[Point localization data]

--

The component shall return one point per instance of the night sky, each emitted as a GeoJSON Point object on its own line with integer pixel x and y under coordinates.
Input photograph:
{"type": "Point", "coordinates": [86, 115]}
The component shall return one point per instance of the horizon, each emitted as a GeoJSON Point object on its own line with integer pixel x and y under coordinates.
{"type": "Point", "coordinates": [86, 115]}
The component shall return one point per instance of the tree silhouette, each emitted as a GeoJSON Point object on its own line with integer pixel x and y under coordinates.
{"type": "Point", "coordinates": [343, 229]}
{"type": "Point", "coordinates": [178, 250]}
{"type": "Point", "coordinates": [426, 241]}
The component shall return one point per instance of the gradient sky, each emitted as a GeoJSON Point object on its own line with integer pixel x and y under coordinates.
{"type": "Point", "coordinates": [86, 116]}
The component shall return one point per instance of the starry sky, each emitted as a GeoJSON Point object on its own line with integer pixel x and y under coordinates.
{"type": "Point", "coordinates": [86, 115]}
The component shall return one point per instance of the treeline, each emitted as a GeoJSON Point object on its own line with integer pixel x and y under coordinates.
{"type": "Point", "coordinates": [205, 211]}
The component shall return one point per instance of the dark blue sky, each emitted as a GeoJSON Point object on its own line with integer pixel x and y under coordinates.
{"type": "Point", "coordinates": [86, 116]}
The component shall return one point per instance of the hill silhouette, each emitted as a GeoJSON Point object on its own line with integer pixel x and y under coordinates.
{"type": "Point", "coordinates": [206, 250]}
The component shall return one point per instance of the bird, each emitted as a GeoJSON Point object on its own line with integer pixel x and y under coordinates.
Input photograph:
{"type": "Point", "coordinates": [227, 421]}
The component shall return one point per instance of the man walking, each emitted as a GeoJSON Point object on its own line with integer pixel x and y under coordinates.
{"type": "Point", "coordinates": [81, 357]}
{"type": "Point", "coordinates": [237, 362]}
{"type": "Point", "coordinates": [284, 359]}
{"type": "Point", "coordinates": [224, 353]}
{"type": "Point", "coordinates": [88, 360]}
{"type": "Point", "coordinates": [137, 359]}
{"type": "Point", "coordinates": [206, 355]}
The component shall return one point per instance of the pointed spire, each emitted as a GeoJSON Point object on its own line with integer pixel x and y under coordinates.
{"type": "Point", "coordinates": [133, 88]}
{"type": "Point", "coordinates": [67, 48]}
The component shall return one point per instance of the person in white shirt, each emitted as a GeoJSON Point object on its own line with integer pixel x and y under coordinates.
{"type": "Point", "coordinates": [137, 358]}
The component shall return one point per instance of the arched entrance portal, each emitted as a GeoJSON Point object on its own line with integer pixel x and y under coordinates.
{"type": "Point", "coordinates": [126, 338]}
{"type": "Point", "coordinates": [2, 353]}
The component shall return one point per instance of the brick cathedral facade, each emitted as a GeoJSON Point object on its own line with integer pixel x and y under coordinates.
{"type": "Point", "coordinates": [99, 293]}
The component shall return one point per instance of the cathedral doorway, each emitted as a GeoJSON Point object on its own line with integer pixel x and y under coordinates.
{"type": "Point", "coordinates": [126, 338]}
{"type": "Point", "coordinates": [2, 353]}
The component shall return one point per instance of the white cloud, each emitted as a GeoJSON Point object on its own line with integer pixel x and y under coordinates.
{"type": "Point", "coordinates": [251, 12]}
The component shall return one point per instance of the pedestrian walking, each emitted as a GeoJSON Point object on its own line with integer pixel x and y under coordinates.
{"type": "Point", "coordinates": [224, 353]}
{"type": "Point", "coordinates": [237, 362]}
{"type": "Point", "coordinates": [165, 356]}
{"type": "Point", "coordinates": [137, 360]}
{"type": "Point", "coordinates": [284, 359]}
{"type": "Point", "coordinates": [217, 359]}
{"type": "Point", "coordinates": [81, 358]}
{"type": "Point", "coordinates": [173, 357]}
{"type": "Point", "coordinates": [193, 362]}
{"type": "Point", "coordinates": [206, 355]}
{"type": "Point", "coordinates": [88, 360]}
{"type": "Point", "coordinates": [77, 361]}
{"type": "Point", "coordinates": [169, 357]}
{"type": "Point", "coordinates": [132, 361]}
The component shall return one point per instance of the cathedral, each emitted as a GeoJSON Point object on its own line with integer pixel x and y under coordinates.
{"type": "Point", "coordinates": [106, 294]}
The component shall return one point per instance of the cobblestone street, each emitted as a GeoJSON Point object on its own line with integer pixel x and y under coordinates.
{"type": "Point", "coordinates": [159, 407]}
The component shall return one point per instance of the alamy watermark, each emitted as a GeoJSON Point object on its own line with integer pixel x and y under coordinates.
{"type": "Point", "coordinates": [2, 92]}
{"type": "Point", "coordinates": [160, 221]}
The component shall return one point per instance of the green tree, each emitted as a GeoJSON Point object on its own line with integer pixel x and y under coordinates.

--

◆ What to work on
The entries shown above must be reproduced in full, exactly as written.

◆ Result of this exercise
The component shall return one point per instance of the night sky, each emitted as a GeoJSON Point object on its own line with integer pixel x and y under coordinates.
Input photograph:
{"type": "Point", "coordinates": [86, 115]}
The component shall return one point per instance of the horizon, each emitted as a GeoJSON Point object on its own line with integer pixel x and y under coordinates.
{"type": "Point", "coordinates": [86, 115]}
The component shall return one point per instance of the tree silhouette, each emitted as a GeoJSON Point object on its own line with integer pixel x and y under coordinates.
{"type": "Point", "coordinates": [343, 229]}
{"type": "Point", "coordinates": [178, 250]}
{"type": "Point", "coordinates": [426, 241]}
The component shall return one point per instance of the gradient sky, each emitted as a GeoJSON Point object on its own line with integer pixel x and y under coordinates.
{"type": "Point", "coordinates": [86, 116]}
The component shall return one point per instance of the starry sky, each emitted as a GeoJSON Point object on its own line with integer pixel x and y under coordinates.
{"type": "Point", "coordinates": [86, 115]}
The component shall return one point per instance of the treeline, each emitted as a GeoJSON Point object on its own line with integer pixel x and y under coordinates.
{"type": "Point", "coordinates": [205, 211]}
The component shall return one point per instance of the dark blue sky, each emitted as a GeoJSON Point object on its own line with integer pixel x and y under coordinates.
{"type": "Point", "coordinates": [86, 116]}
The component shall return one point per instance of the hill silhouette, each emitted as a GeoJSON Point object on its own line with integer pixel x and y under coordinates.
{"type": "Point", "coordinates": [206, 250]}
The component shall return one point per instance of the bird, each emitted as a GeoJSON Point object on its own line with integer pixel x and y under coordinates.
Input photograph:
{"type": "Point", "coordinates": [227, 421]}
The component shall return one point per instance of the man walking, each emitted as a GeoJSON Point object on its own line with integer pixel x and y under coordinates.
{"type": "Point", "coordinates": [81, 357]}
{"type": "Point", "coordinates": [237, 362]}
{"type": "Point", "coordinates": [284, 359]}
{"type": "Point", "coordinates": [224, 353]}
{"type": "Point", "coordinates": [88, 360]}
{"type": "Point", "coordinates": [137, 359]}
{"type": "Point", "coordinates": [206, 355]}
The component shall return one point per instance of the pointed spire, each emitted as a GeoJSON Point object on its own line with integer pixel x and y under coordinates.
{"type": "Point", "coordinates": [133, 88]}
{"type": "Point", "coordinates": [67, 48]}
The component shall return one point per instance of the person in white shirt, each emitted as a GeoJSON Point object on its own line with integer pixel x and y under coordinates.
{"type": "Point", "coordinates": [137, 358]}
The component shall return one point per instance of the arched entrance portal, each emitted as a GeoJSON Point object on its own line with integer pixel x and y under coordinates.
{"type": "Point", "coordinates": [126, 338]}
{"type": "Point", "coordinates": [2, 353]}
The component shall return one point per instance of the brick cathedral facade, each emitted as a GeoJSON Point object on its own line with integer pixel x and y under coordinates.
{"type": "Point", "coordinates": [99, 293]}
The component shall return one point per instance of the cathedral doorway, each emitted as a GeoJSON Point object on its own line with integer pixel x and y under coordinates.
{"type": "Point", "coordinates": [126, 338]}
{"type": "Point", "coordinates": [2, 353]}
The component shall return one point per instance of the white cloud, each emitted as a GeoJSON Point object on its own line with integer pixel x and y under coordinates.
{"type": "Point", "coordinates": [251, 12]}
The component shall return one point per instance of the pedestrian walking, each emitted as a GeoJSON Point object on its own line with integer pixel x and y under coordinates.
{"type": "Point", "coordinates": [224, 353]}
{"type": "Point", "coordinates": [237, 362]}
{"type": "Point", "coordinates": [165, 356]}
{"type": "Point", "coordinates": [137, 360]}
{"type": "Point", "coordinates": [284, 359]}
{"type": "Point", "coordinates": [217, 359]}
{"type": "Point", "coordinates": [81, 358]}
{"type": "Point", "coordinates": [173, 357]}
{"type": "Point", "coordinates": [193, 362]}
{"type": "Point", "coordinates": [206, 355]}
{"type": "Point", "coordinates": [88, 360]}
{"type": "Point", "coordinates": [77, 361]}
{"type": "Point", "coordinates": [169, 357]}
{"type": "Point", "coordinates": [132, 361]}
The component shall return one point per instance of the cathedral, each emitted as a GeoJSON Point object on its own line with integer pixel x and y under coordinates.
{"type": "Point", "coordinates": [106, 294]}
The component shall return one point per instance of the cobblestone street, each emitted as a GeoJSON Point object on its own line with integer pixel x and y under coordinates.
{"type": "Point", "coordinates": [159, 407]}
The component shall return one point per instance of the alamy watermark, each emitted as a GeoJSON Point object on its own line with integer pixel x and y under coordinates.
{"type": "Point", "coordinates": [2, 92]}
{"type": "Point", "coordinates": [160, 221]}
The component shall return one point per instance of the green tree, each emitted as a GeoJSON Point object on its own line with integer pixel x and y under coordinates.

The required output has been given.